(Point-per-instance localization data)
⟨
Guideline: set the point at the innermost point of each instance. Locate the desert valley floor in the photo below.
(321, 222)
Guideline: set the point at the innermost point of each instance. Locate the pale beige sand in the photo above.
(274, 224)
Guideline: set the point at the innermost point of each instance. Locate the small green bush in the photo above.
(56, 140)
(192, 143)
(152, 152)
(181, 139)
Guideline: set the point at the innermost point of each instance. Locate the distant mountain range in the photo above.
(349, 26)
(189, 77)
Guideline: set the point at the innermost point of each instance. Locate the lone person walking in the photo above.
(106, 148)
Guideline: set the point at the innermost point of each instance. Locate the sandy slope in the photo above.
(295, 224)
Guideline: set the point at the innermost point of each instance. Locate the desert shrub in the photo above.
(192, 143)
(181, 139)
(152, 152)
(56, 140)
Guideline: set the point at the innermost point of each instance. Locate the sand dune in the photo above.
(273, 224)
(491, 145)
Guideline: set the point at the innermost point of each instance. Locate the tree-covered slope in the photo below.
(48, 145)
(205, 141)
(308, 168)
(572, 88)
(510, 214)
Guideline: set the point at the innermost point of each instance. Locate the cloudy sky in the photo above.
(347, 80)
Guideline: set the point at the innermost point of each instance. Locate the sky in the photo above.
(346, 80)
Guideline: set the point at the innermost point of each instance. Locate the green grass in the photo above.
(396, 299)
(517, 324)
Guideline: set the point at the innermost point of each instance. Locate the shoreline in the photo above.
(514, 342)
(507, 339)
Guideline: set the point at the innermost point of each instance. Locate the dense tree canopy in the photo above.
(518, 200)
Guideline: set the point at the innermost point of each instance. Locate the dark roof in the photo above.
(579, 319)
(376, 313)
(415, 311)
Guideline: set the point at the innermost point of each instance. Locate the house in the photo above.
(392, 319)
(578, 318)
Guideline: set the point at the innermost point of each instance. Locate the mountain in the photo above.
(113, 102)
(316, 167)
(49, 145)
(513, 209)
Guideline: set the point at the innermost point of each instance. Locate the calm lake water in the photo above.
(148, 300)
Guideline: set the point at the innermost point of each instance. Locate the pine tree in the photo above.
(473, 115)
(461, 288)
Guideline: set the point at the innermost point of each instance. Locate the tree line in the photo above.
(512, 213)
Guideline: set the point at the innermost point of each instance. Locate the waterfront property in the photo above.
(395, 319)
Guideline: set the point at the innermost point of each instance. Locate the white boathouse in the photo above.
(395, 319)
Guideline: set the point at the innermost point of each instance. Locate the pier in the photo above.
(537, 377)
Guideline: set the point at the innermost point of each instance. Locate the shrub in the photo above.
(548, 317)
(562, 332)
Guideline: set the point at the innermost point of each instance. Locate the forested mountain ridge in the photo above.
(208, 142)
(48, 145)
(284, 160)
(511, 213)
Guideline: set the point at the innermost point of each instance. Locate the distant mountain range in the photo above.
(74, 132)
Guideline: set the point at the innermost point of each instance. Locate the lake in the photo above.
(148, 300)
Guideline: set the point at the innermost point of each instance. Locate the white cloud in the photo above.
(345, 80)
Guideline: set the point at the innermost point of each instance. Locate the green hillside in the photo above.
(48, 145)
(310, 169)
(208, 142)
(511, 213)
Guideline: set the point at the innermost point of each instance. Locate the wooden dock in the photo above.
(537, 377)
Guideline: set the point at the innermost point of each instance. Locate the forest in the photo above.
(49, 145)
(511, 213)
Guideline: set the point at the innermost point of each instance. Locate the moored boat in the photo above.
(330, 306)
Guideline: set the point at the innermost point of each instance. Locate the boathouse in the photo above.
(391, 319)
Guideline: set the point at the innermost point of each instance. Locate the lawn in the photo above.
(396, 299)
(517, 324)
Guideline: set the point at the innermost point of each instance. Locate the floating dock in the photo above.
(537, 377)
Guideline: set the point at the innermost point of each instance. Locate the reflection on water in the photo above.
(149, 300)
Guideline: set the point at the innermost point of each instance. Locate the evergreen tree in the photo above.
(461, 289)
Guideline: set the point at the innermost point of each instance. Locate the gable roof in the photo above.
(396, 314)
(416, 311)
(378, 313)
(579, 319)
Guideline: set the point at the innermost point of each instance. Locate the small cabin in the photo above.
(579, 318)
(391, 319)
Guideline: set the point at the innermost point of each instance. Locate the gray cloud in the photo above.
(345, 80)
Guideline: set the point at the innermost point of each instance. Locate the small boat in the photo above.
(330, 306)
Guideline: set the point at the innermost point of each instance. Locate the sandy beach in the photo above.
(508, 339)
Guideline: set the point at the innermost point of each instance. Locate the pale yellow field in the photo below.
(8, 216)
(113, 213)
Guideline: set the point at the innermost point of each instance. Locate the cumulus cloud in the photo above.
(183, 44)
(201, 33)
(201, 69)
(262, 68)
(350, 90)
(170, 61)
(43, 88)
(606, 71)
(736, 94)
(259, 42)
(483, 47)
⟩
■ **Exercise description**
The lines to output run from the one containing "beach in the photo above." to the last line of the entries; give them back exactly.

■ **Result of this exercise**
Guideline: set the point at the innermost point of each instance. Locate the sandy beach in the photo above.
(508, 339)
Guideline: set the point at the innermost point of each instance. Locate the pale yellow field in the photo below.
(8, 216)
(113, 213)
Guideline: set the point at the innermost point of each instance. Locate the cumulus cloud in the photo above.
(183, 44)
(201, 33)
(201, 69)
(262, 68)
(350, 90)
(170, 61)
(43, 88)
(606, 71)
(736, 94)
(259, 42)
(483, 47)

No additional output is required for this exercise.